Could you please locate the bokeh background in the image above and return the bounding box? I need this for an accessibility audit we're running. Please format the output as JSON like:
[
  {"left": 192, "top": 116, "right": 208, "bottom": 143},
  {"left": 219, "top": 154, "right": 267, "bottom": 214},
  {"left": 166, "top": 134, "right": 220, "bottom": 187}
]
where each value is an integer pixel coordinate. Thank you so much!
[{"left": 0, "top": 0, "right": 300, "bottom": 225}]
...
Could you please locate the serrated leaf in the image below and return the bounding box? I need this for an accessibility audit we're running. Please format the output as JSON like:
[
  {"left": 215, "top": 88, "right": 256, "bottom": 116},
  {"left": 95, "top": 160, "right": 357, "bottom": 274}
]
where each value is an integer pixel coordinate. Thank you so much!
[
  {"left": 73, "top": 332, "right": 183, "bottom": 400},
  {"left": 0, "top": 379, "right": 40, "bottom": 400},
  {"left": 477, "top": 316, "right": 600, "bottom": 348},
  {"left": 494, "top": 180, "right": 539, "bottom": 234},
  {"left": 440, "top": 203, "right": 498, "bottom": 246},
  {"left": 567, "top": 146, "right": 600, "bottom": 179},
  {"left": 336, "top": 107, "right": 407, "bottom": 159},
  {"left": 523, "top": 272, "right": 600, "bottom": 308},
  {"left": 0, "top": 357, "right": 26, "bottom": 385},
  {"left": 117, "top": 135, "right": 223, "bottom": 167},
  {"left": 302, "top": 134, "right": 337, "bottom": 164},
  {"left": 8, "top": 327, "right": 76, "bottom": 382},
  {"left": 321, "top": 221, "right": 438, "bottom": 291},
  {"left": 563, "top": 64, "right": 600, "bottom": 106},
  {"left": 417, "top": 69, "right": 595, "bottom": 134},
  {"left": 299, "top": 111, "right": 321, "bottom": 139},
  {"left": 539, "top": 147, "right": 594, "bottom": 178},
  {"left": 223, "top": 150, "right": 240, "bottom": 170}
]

Task statement: Pull out every line of the data above that contains the word "bounding" and copy each one without changes.

Result of this exercise:
Could you please locate the bokeh background in the image above and return the bounding box? I need this for an accessibility audit we're running. Please format the output as JSON like:
Could you please locate the serrated leaf in the image below and return the bounding box? I need this for an accessibility audit we're running. Please format the output as JSON like:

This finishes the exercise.